WHAT THE TASK ASKS:
Copy out everything from the line containing "If you don't mind, would you find the steel" down to the line containing "[328,403,419,512]", including both of those lines, and nothing more.
+++ PROVIDED DATA +++
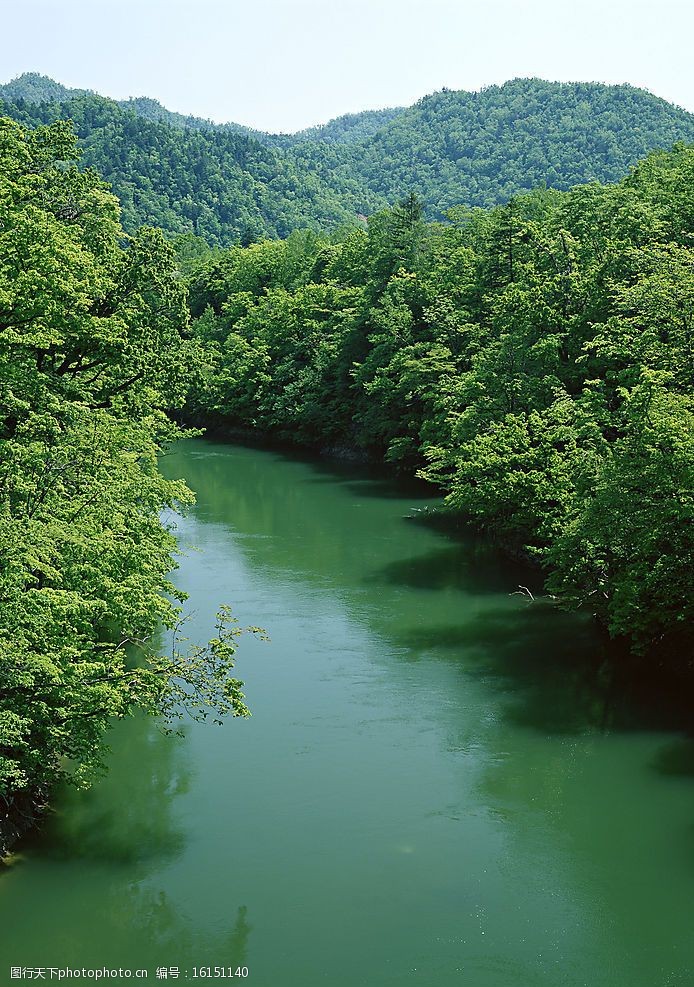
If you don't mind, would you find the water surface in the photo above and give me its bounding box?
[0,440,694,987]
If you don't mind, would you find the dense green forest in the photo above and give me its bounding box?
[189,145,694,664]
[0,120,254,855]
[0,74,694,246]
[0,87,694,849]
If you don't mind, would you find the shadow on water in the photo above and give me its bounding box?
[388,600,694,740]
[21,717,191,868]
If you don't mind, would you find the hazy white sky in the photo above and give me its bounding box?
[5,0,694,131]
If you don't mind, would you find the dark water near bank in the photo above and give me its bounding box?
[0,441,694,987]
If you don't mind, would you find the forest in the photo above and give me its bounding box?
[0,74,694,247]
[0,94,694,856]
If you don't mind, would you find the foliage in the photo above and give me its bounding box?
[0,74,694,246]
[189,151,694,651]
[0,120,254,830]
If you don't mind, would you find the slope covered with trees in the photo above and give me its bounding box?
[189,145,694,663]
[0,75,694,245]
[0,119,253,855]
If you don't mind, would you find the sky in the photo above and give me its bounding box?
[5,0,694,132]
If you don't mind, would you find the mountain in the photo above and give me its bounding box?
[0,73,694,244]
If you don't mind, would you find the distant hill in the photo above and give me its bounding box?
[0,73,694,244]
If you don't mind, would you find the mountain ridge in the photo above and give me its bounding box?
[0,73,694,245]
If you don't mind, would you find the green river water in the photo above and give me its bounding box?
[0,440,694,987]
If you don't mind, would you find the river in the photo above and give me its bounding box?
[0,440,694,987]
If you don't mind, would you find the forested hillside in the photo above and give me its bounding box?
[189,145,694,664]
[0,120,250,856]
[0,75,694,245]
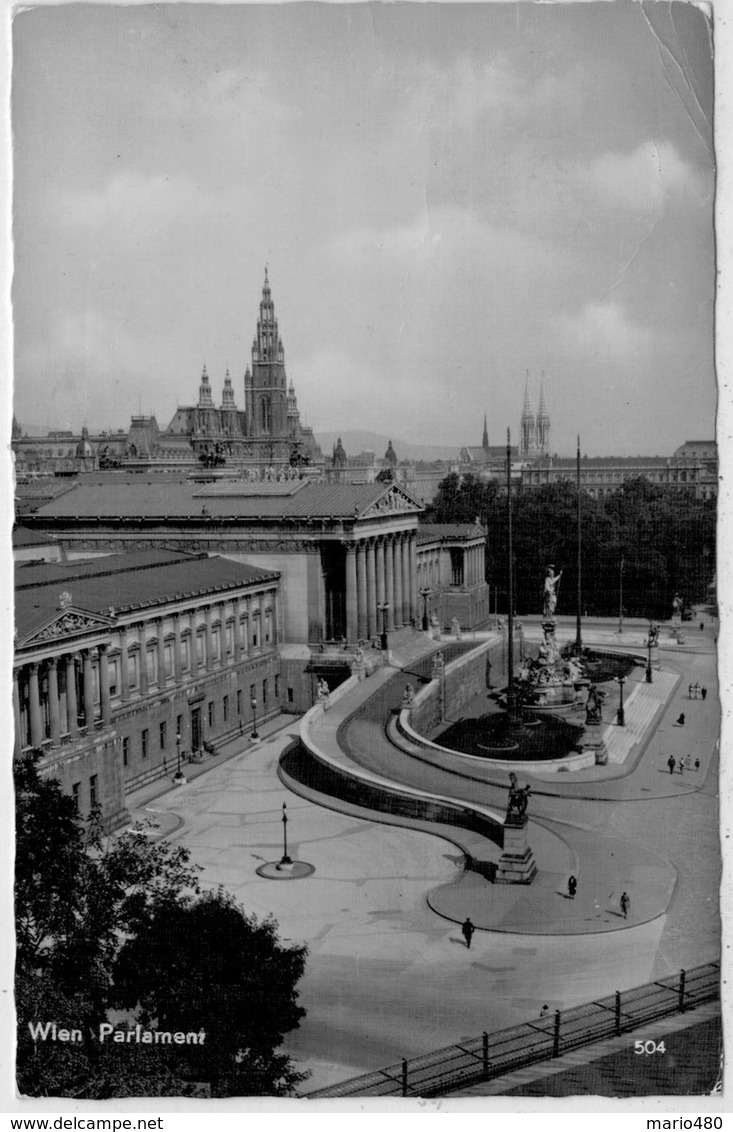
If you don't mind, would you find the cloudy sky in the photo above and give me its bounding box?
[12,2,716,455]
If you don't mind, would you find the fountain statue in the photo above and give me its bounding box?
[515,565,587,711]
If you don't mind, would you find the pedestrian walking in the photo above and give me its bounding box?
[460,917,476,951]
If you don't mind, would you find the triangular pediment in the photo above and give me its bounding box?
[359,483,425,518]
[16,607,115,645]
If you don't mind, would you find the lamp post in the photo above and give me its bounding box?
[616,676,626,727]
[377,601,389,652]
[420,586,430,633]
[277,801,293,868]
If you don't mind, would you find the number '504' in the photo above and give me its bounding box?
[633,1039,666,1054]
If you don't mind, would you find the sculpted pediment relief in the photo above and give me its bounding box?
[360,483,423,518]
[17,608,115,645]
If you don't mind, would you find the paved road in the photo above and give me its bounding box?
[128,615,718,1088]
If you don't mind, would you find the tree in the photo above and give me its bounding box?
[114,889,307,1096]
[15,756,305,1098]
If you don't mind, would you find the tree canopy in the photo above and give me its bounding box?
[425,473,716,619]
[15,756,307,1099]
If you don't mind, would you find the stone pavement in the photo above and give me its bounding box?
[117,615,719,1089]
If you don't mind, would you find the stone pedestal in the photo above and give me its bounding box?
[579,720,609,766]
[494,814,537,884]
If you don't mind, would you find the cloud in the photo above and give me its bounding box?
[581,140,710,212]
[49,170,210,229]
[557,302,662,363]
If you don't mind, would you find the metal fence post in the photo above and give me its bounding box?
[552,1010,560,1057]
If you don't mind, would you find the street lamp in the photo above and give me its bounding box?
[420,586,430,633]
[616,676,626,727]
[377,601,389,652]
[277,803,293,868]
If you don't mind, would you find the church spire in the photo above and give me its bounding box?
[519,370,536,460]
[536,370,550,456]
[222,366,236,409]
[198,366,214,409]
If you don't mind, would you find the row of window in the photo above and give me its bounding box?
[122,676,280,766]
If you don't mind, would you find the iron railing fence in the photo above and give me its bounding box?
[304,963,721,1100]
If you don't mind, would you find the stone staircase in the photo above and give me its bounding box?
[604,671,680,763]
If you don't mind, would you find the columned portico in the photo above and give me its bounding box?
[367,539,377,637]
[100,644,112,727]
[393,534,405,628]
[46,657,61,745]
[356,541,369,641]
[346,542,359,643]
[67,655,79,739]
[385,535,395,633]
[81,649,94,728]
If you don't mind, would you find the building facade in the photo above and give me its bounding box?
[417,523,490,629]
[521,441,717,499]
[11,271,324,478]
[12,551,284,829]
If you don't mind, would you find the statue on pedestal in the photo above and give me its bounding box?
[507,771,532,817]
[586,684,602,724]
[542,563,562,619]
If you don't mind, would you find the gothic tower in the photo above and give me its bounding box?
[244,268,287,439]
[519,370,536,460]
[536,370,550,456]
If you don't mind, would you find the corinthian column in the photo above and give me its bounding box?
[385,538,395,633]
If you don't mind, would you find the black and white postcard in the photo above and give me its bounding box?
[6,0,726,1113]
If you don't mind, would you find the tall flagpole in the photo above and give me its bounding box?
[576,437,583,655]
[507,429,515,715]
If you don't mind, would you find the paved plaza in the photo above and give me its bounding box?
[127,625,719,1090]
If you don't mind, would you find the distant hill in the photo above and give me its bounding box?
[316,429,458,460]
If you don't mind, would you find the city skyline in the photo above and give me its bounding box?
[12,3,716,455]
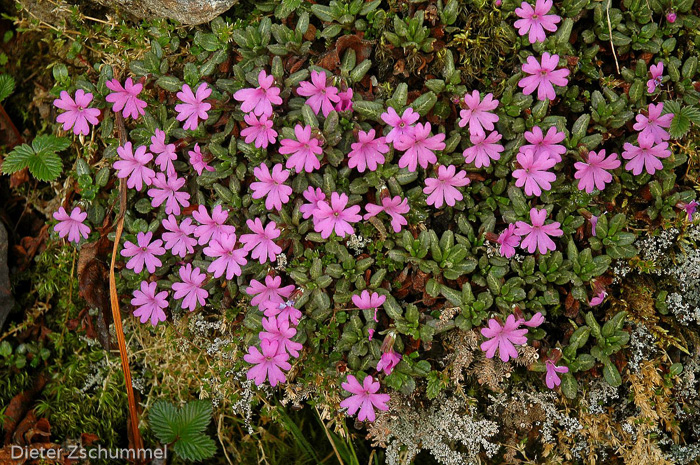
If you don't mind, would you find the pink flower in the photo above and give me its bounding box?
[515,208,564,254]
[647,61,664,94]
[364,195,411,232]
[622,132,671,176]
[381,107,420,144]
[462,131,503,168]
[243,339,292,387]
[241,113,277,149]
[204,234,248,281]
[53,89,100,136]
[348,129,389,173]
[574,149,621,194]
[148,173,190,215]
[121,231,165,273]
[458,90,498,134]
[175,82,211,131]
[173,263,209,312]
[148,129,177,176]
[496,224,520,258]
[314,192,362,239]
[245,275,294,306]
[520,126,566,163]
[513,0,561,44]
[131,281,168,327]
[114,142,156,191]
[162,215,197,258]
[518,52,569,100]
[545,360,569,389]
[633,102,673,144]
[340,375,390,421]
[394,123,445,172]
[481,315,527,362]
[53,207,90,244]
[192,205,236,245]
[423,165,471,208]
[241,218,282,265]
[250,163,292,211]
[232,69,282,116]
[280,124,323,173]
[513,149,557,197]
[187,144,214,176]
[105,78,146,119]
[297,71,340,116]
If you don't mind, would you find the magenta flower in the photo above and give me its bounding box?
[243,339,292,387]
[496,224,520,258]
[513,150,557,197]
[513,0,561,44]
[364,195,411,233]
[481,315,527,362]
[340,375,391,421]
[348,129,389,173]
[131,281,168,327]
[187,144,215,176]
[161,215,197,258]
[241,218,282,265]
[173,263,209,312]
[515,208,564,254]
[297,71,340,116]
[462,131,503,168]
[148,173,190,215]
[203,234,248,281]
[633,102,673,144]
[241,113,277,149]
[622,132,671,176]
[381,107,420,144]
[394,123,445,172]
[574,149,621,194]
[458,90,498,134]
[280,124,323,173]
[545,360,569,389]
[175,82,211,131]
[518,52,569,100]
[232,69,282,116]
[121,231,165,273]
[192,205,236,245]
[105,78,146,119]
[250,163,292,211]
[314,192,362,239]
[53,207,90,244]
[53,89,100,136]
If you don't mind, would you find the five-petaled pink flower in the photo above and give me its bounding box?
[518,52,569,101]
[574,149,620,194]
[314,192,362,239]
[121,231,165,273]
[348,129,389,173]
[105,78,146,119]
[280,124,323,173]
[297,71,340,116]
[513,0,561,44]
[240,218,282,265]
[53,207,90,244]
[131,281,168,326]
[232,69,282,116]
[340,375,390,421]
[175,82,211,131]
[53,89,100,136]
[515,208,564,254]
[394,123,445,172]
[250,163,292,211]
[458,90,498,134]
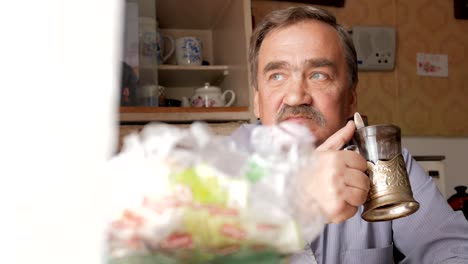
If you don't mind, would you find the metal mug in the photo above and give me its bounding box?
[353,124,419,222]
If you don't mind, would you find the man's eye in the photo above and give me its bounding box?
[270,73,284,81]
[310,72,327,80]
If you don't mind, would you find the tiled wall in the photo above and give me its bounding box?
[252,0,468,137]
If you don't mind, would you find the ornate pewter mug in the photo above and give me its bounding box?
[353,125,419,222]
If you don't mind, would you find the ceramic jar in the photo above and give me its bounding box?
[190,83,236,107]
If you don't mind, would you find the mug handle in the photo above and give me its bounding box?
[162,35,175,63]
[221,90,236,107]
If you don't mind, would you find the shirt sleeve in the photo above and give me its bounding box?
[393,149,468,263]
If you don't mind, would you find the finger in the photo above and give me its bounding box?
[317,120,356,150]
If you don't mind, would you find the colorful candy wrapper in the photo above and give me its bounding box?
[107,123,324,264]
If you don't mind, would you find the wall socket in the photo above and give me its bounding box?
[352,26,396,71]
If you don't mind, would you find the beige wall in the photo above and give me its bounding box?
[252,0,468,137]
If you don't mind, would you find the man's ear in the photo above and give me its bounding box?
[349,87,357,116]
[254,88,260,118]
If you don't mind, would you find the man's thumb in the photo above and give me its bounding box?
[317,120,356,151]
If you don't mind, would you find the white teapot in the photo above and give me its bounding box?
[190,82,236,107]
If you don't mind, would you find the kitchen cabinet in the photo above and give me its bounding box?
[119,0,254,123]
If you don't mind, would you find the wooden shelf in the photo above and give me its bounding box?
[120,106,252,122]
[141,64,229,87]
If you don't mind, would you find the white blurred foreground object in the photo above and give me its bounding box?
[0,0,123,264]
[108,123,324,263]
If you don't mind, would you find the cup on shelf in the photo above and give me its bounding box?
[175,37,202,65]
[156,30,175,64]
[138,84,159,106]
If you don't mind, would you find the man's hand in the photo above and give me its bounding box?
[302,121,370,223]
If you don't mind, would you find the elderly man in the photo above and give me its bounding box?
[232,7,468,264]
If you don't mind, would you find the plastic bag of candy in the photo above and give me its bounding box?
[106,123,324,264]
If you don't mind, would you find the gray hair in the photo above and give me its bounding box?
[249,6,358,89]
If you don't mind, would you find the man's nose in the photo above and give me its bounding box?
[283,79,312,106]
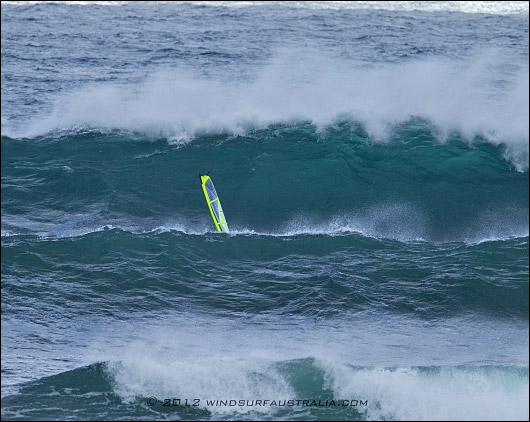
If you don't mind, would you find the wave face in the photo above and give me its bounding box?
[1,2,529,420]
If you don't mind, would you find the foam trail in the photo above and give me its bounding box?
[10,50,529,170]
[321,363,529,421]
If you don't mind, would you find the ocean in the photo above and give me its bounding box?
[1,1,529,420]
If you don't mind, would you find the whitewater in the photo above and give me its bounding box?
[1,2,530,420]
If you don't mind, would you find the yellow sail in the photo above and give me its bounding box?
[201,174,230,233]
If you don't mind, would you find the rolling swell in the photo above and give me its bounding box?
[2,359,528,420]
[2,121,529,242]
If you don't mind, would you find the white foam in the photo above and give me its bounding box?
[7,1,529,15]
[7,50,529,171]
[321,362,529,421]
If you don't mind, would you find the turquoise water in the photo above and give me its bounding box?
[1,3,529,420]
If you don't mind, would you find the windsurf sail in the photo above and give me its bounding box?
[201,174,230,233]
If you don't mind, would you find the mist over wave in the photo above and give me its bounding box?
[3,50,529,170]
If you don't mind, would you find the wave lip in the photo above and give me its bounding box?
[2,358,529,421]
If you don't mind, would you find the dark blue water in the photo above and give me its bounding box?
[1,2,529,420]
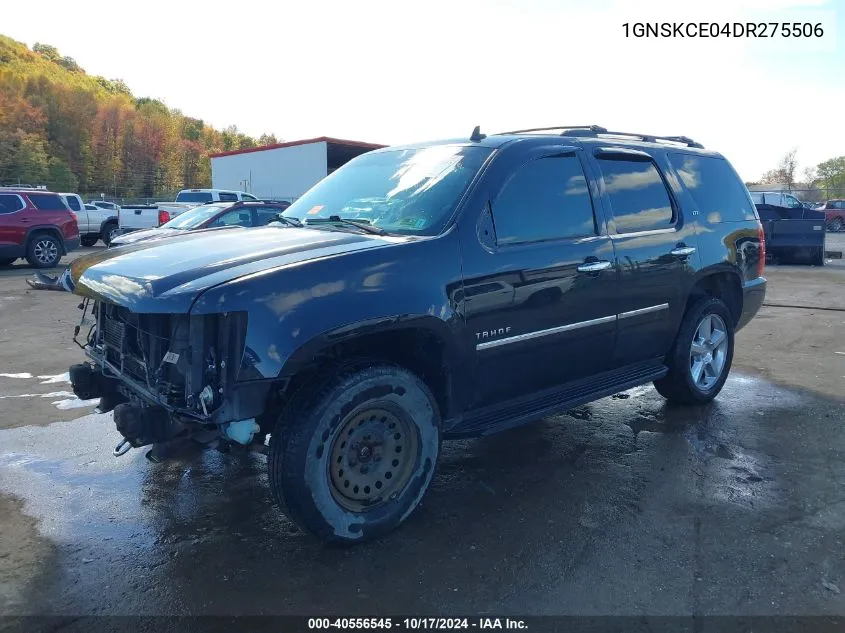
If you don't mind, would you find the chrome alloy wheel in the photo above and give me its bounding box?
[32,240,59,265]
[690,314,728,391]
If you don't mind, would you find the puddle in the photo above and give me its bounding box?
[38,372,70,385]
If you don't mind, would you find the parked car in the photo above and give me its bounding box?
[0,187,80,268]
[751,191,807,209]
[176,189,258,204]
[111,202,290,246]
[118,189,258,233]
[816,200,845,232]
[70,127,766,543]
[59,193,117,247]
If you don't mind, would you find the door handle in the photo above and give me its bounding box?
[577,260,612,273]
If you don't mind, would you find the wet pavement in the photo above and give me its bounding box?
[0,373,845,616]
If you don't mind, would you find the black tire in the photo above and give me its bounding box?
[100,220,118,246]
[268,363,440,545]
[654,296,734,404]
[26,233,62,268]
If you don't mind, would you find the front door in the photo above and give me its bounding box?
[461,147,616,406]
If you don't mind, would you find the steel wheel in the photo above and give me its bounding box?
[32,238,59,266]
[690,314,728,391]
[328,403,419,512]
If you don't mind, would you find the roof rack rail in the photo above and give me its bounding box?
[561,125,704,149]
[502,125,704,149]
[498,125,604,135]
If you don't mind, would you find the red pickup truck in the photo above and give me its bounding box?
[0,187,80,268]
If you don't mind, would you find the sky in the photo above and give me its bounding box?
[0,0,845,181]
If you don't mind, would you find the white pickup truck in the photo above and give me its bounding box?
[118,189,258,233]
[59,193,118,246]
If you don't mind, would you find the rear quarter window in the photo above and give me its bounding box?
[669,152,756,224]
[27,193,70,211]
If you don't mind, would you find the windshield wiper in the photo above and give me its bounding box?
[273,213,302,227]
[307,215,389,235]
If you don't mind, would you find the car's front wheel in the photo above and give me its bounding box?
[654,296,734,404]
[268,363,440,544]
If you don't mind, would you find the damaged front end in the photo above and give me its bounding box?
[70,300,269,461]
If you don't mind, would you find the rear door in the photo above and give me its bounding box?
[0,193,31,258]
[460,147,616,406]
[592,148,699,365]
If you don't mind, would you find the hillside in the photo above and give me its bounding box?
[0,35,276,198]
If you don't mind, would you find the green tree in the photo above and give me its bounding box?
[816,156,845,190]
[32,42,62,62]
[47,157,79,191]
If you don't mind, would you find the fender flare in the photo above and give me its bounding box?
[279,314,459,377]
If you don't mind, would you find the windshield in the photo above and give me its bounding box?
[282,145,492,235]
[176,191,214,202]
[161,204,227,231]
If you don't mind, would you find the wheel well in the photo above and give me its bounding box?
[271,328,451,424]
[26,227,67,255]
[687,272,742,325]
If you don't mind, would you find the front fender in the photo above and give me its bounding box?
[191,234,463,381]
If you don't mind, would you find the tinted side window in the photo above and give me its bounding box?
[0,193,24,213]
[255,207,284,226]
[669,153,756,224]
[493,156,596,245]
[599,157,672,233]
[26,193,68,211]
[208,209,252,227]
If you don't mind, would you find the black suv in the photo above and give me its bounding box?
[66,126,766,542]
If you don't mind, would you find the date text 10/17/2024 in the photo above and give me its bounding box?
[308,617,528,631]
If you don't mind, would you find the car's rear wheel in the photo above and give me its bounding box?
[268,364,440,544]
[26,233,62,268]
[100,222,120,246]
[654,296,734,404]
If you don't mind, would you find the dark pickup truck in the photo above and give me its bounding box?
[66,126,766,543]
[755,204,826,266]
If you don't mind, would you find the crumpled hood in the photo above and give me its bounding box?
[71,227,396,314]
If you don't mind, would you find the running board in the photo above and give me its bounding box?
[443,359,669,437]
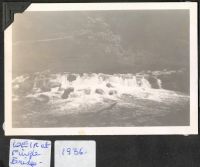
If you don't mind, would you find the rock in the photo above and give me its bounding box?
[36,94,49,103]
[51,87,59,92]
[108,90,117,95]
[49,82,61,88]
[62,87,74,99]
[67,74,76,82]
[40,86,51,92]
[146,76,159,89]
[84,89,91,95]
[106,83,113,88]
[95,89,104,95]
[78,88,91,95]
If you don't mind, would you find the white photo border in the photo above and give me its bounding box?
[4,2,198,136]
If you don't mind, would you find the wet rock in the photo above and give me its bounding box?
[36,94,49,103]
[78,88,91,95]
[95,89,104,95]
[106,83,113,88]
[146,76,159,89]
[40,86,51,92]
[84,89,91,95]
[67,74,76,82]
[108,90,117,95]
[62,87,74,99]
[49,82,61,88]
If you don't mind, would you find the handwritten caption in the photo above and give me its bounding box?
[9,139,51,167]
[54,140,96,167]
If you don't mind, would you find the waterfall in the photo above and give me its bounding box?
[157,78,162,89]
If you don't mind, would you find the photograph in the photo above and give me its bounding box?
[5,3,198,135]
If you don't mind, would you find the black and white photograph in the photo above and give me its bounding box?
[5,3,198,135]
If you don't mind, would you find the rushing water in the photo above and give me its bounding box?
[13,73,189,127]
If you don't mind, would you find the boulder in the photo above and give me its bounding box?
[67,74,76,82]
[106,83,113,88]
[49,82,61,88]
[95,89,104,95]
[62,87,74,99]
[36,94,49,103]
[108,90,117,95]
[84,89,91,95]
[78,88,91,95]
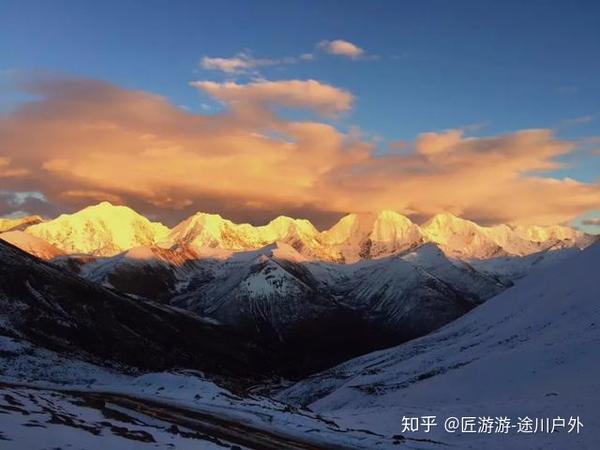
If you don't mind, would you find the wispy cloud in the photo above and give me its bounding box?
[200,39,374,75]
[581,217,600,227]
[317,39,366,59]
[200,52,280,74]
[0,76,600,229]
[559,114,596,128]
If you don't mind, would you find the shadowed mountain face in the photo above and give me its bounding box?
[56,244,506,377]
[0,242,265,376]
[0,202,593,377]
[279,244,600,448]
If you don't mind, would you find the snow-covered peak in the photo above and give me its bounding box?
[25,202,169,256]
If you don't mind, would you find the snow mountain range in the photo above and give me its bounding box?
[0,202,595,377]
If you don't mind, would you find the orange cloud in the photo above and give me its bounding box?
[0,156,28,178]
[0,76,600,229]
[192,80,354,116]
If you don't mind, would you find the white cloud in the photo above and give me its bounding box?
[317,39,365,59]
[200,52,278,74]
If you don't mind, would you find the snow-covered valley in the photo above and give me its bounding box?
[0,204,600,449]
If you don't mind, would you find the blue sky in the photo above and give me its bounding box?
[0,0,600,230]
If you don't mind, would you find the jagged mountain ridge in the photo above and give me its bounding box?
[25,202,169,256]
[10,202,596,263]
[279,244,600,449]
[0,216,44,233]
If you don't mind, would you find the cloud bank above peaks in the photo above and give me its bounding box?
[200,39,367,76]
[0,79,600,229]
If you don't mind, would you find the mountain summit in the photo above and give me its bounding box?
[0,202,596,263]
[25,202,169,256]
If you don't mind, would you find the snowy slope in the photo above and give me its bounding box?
+++
RESPONSE TO THIS TASK:
If you don't mind, would you find the steel wheel in the photo above and give me its bounding box?
[32,238,59,266]
[690,314,728,391]
[328,403,419,512]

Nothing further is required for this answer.